(FRAGMENT)
========================

Groei van de bevolking moet winkelleegstand een halt toeroepen

De Zuiderhoofdstraat in Krommenie moet aantrekkelijker worden.
De Zuiderhoofdstraat in Krommenie moet aantrekkelijker worden.
Foto: Google Street View

De bovengemiddelde leegstand van winkels in de Rozenhof en aan de Westzijde, in ’t Kalf en in Poelenburg in Zaandam en in Wormerveer in het centrum en op het Noorderveld moet vooral worden opgelost door bevolkingsaanwas. Er komen nergens in de gemeente nieuwe winkelpanden bij en dat is gunstig: Zaanstad heeft er op dit moment al meer dan genoeg.

Dat staat in een beschouwing over de stand van zaken van betreft de lokale detailhandel die het college naar de raad heeft gestuurd. Het winkelvloeroppervlak per inwoner ligt in Zaanstad met 2,2 vierkante meter ruim boven het landelijk gemiddelde van 1,6 meter, maar de bestedingen per vierkante meter zijn daardoor lager dan elders. En er is sprake van een overaanbod aan supermarkten.

De gemeente noemt de situatie in Zaanstad net als in 2015 ‘half bewolkt’: de leegstand ligt met negen procent hoger dan wenselijk (bewolkt), maar de verwachte bevolkingsgroei en daarmee de groeiende klandizie voor winkeliers is positief te noemen (zonnig). Overigens becijferde de provincie de leegstand in Zaanstreek-Waterland onlangs nog op zeven procent, wat erop lijkt te duiden dat het oosten van de regio het beter doet dan onze kant.

Minder winkels buiten de hoofdstructuur

Buiten de hoofdstructuur (zie kaart hieronder) is het winkelaanbod de afgelopen twee jaar met zeven procent afgenomen, wat het college als een positief resultaat ziet vanwege het streven winkels op een beperkt aantal daartoe aangewezen plekken te concentreren. Wel wordt opgemerkt dat de belangstelling om ‘op diverse plekken in de stad’ te investeren in winkelvastgoed weer toeneemt.

Naast fysieke zaken heeft Zaanstad inmiddels zo’n 350 webwinkels, die bijdragen aan de werkgelegenheid. Het belang van de detailhandel moet niet onderschat worden: de sector is goed voor negen procent van alle banen in de gemeente.

De opsomming van het college van behaalde successen, plannen en niet-ingeloste verwachtingen bevat verder onder meer de volgende conclusies:

  • Bij de winkelcentra Gibraltar, Westerwatering en Westzijde is de openbare buitenruimte opgeknapt.

  • De realisatie van fietsvoorzieningen in het Stadshart van Zaandam is vertraagd.
  • Er is een uitvoeringsagenda toerisme vastgesteld, die onder meer voor meer reuring in de winkelgebieden Stadshart Zaandam en Wormerveer moet zorgen. Een groter toeristisch aanbod, betere verbindingen en zichtbaarheid spelen hierbij een rol. Het horecabeleid moet nog beter worden opgepakt.

========================

(AANGELEVERDE GEGEVENS)
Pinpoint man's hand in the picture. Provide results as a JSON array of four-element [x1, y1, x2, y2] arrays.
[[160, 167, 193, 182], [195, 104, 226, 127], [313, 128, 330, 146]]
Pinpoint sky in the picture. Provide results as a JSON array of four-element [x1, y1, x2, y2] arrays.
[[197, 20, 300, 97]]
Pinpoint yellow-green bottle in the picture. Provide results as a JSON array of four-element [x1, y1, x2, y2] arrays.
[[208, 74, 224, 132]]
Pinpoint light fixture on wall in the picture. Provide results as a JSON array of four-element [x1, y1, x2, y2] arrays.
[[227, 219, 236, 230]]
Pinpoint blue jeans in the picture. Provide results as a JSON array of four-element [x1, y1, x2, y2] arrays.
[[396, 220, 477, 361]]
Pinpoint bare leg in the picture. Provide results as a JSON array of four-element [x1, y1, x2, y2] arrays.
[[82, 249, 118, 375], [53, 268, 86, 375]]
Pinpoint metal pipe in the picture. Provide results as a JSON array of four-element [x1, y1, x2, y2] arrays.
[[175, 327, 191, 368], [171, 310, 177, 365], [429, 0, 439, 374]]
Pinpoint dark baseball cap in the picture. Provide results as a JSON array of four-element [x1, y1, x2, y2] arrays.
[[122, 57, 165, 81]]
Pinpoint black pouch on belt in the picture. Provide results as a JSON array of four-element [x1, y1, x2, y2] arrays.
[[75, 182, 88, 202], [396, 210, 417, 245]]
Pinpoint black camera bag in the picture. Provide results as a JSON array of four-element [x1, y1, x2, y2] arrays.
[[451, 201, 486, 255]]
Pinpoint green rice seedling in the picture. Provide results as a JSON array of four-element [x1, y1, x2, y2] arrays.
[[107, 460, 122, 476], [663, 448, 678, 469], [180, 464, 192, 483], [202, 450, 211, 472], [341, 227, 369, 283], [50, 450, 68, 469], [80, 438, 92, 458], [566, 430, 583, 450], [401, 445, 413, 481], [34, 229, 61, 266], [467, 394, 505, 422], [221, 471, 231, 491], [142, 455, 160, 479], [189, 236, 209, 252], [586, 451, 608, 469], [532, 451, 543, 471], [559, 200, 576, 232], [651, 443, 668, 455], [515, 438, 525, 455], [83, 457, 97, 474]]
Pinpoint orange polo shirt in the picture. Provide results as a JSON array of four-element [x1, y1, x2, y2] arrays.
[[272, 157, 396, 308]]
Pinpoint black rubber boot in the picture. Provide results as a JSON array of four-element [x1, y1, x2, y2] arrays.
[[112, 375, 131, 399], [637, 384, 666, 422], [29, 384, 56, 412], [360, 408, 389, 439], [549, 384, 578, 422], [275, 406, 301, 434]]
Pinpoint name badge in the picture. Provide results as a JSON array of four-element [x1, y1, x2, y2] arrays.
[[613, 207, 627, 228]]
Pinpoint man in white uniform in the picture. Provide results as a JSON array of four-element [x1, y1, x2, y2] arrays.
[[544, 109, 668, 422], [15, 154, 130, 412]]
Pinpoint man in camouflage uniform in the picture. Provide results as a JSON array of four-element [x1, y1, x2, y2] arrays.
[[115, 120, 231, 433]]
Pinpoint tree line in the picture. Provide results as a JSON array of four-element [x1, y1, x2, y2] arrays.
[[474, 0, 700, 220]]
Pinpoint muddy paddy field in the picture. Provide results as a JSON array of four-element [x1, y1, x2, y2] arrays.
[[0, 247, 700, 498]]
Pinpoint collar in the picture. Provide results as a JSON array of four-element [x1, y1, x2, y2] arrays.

========================

(WERKINSTRUCTIES)
[a] Beantwoord deze vragen over het fragment en markeer je antwoorden op dezelfde manier.
(i) Hoeveel vierkante meter winkelvloeroppervlak per inwoner heeft Zaanstad?
(ii) Met hoeveel procent is het winkelaanbod buiten de hoofdstructuur de afgelopen twee jaar afgenomen?
(iii) Hoeveel webwinkels telt Zaanstad inmiddels?
[b] Herschrijf het fragment tussen "Minder winkels buiten" en "winkelvastgoed weer toeneemt.", beide inbegrepen, en vervang daarin "hoofdstructuur" door "kernstructuur".

(JOUW ANTWOORDEN)
[a]
(i) 2,2 vierkante meter.
(ii) Met zeven procent.
(iii) Zo'n 350.

[b]
Minder winkels buiten de kernstructuur

Buiten de kernstructuur (zie kaart hieronder) is het winkelaanbod de afgelopen twee jaar met zeven procent afgenomen, wat het college als een positief resultaat ziet vanwege het streven winkels op een beperkt aantal daartoe aangewezen plekken te concentreren. Wel wordt opgemerkt dat de belangstelling om ‘op diverse plekken in de stad’ te investeren in winkelvastgoed weer toeneemt.